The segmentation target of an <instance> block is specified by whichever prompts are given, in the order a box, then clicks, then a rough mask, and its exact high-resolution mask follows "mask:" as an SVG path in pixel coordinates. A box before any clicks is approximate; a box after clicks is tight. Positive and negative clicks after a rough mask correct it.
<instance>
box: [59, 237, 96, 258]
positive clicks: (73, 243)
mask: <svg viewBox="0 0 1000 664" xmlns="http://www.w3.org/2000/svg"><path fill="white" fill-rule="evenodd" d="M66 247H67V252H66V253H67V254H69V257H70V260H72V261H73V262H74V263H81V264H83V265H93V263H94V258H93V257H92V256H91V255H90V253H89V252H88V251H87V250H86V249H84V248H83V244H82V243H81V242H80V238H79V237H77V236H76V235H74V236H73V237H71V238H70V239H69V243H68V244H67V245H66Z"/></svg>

◆ TRY IT ◆
Write out every item above line for line, with no changes.

◆ YOUR RESPONSE ◆
The segmentation target of an <instance> block is specified by whichever prompts are given, in the order a box, then clicks, then a rough mask, and its exact high-resolution mask follows "mask:" as an SVG path in pixel coordinates. A box before any clicks is approximate; a box after clicks is tight. Positive and negative clicks after a rough mask correct it.
<instance>
box: [59, 237, 96, 258]
positive clicks: (73, 243)
mask: <svg viewBox="0 0 1000 664" xmlns="http://www.w3.org/2000/svg"><path fill="white" fill-rule="evenodd" d="M66 247H67V252H66V253H67V254H69V257H70V260H72V261H73V262H74V263H81V264H83V265H93V263H94V258H93V257H92V256H91V255H90V253H89V252H88V251H87V250H86V249H84V248H83V244H82V243H81V242H80V238H79V237H77V236H76V235H74V236H73V237H71V238H70V239H69V243H68V244H67V245H66Z"/></svg>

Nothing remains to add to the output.